What to produce - Reproduce the listing below verbatim.

— start of Entries —

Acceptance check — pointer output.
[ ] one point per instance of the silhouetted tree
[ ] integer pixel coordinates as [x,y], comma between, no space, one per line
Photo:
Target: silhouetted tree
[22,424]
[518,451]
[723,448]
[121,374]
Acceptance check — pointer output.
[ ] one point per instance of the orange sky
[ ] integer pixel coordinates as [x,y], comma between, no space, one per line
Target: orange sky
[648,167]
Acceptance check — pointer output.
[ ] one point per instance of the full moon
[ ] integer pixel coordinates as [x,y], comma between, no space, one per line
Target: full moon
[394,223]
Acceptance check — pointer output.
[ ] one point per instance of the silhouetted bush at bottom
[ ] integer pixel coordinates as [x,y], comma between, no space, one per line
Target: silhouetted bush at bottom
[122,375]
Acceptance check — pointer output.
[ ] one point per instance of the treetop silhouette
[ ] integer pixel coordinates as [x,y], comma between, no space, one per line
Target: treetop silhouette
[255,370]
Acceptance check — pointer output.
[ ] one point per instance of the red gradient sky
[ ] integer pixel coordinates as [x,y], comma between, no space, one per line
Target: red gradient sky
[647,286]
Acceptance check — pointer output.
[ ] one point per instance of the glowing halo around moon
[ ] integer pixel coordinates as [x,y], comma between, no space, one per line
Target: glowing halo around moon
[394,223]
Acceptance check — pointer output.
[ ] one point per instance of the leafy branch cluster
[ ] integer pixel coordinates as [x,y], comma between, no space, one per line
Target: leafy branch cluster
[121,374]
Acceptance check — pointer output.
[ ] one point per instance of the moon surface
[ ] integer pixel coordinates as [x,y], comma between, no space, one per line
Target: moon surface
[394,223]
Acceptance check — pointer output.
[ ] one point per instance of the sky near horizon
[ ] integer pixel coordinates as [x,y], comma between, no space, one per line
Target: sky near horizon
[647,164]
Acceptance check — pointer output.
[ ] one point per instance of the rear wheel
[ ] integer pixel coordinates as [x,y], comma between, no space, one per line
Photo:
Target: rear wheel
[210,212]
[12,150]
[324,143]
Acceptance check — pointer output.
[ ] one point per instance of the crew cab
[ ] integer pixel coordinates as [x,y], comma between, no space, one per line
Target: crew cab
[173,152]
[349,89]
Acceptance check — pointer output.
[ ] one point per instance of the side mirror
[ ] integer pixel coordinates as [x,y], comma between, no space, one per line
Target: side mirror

— end of Entries —

Correct output -
Acceptance check — pointer output.
[ ] one point per instance of the silhouetted tree
[ ] integer pixel coordinates as [x,y], comma between, no space, one per line
Photo:
Target: silhouetted tree
[22,424]
[518,451]
[723,448]
[121,374]
Acceptance check — pointer output.
[ ] one point per instance of the orange sky
[ ] integer pixel coordinates as [x,y], comma between, no space, one per line
Target: orange sky
[648,167]
Acceptance check — pointer output.
[ ] one point per instance of the full moon
[ ] integer pixel coordinates as [x,y], comma between, no space, one per line
Target: full moon
[394,223]
Acceptance check — pointer output.
[ ] one point per instance of the silhouetted bush at bottom
[ ] integer pixel coordinates as [x,y], comma between, no space, one per line
Target: silhouetted bush at bottom
[122,375]
Acceptance check — pointer output.
[ ] one point per instance of the treetop silhouette
[ ] integer pixel coordinates as [x,y], comma between, no space, one per line
Target: treetop silhouette
[255,370]
Acceptance check — pointer output.
[ ] one point per instance of the red gradient sky
[ ] integer pixel coordinates as [x,y], comma between, no space, one per line
Target: red gradient sky
[647,286]
Acceptance check — pointer output.
[ ] one point per instance of the glowing halo around moon
[ ] integer pixel coordinates as [x,y], comma between, no space, one per line
Target: glowing halo around moon
[394,223]
Acceptance check — pointer output.
[ ] one point per instance of the leafy branch cluster
[ ] integer pixel coordinates as [x,y], comma between, no space, one per line
Target: leafy branch cluster
[121,374]
Acceptance check — pointer output.
[ ] one point per instance of the moon surface
[ ] integer pixel coordinates as [x,y], comma between, no space, one per line
Target: moon surface
[394,223]
Acceptance check — pointer output.
[ ] one point per instance of the sky near horizon
[ ] integer pixel coordinates as [x,y], comma between, no space, one per line
Target: sky near horizon
[647,164]
Acceptance check — pointer output.
[ ] one point per instance of the rear wheel
[ ] integer pixel coordinates as [x,y], comma between, no space, one per line
Photo:
Target: rear wheel
[210,212]
[12,150]
[324,143]
Acceptance check — pointer output.
[ ] one point per instance of the crew cab
[ ] integer pixel coordinates as [x,y], comma between, no space, one per line
Target: crew cab
[173,152]
[349,89]
Acceptance check — pointer output.
[ ] one point per instance of the side mirror
[ ] integer pixel coordinates as [x,y], comma between, no space, one per line
Target: side mirror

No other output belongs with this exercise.